Further, the recent economic downturn has shifted prioritization. Business leaders are looking to spend more strategically, and focus on productivity. In that context, it is critical to realize the total value of a company’s data and its customer base. 

In addition, with privacy regulations increasing around the globe, third-party cookies are going away, so first-party and zero-party data becomes absolutely crucial. Companies need to do an exceptional job of collating and unifying ​zero-party data (which customers proactively share) and ​first-party transactional data so they can measure up to those new expectations of personalized experiences.

We’ve all heard about cookie deprecation. CDP positions us well to be able to be proactive and have an answer for the cookieless future, leveraging solid first-party data in our system.

Erin Pryor, Chief Marketing Officer, First Horizon Bank

Q: What are the challenges that come with more data being available?

The biggest challenge isn’t that companies don’t have enough data. It’s that the data isn’t forming a picture that companies can learn from or do something with. 

Customer data is often fragmented and lives within different departments, systems, and formats. The data is often refreshed and updated at different times. Historically, as companies have grown, they’ve set up various tech stacks that splintered the customer record. Unifying and integrating that data has been difficult, expensive, and requires innovation — something that just wasn’t a priority.

We think customers operating in this model with siloed and generalized data will really lose the competitive edge. Multiple studies show that businesses that have a complete view of their customers through the entire lifecycle generate faster revenue growth. Customer loyalty is up for grabs, and businesses that continue to operate in the old model, with a siloed understanding of their customer, will lose their competitive edge.

Eighty-eight percent of customers say the experience a company provides is as important as its products or services — the highest it’s ever been.

Salesforce Connected Customer Report 2022 

CDP comes up in almost every conversation with our customers, and it’s emerging as one of the biggest growth areas for enterprise technology. The global CDP market size is expected to reach $20.5 billion by 2027. Incidentally, our CDP is the fastest-growing product we’ve ever built.

Creating a single 360-degree, unified view of the customer across all their digital channels and all their interactions has proven to be extremely difficult for businesses. There is so much data, and it’s fragmented across so many silos. 

The opportunity stemming from that challenge cannot be addressed with current approaches. Those approaches — home-grown CDPs and niche offerings — have underwhelmed, because they are limited. 

CDPs offer a unified profile of each customer, a single source of truth housing all customer data — profile information, details of past transactions, and any digital interactions. A single place that dynamically connects all customer data from existing systems and customer interactions, and then augments that — or enhances or enriches that — with additional data that goes with it.

-------------------------

:: Exercise details ::
According to the passage on customer data platforms, what size is the global CDP market expected to reach by 2027?

[Records from a dataset]
-------------------------

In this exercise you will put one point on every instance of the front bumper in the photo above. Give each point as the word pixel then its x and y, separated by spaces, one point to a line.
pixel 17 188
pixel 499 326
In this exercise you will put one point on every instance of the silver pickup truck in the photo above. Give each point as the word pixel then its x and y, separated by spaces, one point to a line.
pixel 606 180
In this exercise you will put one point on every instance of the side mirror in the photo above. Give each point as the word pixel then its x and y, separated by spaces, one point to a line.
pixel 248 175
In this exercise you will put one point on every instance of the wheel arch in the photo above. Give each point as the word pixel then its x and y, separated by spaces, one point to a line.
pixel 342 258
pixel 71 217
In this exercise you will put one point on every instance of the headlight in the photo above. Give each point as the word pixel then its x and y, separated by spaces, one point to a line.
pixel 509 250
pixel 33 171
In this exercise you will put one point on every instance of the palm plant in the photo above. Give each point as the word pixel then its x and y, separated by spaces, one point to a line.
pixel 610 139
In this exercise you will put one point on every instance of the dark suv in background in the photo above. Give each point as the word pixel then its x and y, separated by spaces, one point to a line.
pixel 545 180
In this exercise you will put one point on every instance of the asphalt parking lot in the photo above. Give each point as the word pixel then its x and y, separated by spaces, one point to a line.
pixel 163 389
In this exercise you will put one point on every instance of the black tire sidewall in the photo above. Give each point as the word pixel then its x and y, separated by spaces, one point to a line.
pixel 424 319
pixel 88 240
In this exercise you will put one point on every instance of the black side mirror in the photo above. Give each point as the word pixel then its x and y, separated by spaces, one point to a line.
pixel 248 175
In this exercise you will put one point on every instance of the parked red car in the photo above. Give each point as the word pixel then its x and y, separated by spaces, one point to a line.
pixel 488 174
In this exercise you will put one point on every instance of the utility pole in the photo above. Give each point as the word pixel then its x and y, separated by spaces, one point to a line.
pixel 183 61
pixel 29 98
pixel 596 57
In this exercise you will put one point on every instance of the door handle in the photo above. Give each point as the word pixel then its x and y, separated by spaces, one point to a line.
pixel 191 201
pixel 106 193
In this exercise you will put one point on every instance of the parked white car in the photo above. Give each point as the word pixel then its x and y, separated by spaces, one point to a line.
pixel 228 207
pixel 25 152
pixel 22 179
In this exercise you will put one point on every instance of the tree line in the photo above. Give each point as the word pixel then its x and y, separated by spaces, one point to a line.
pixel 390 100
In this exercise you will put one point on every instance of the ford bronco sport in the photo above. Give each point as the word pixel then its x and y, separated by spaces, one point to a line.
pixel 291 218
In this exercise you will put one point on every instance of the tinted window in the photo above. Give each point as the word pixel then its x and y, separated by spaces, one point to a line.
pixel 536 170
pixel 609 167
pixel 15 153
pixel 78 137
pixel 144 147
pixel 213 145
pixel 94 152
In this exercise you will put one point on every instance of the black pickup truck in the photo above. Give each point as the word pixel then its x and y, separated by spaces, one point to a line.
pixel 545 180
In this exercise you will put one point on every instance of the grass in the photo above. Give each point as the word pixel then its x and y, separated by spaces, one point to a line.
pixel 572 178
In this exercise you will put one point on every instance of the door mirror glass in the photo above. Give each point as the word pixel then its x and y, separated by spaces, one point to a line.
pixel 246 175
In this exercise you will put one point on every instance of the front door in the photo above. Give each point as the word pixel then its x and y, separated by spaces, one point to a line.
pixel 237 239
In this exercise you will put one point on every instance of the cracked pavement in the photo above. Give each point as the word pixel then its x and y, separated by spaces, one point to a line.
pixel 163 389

-------------------------

:: Response to the task ::
$20.5 billion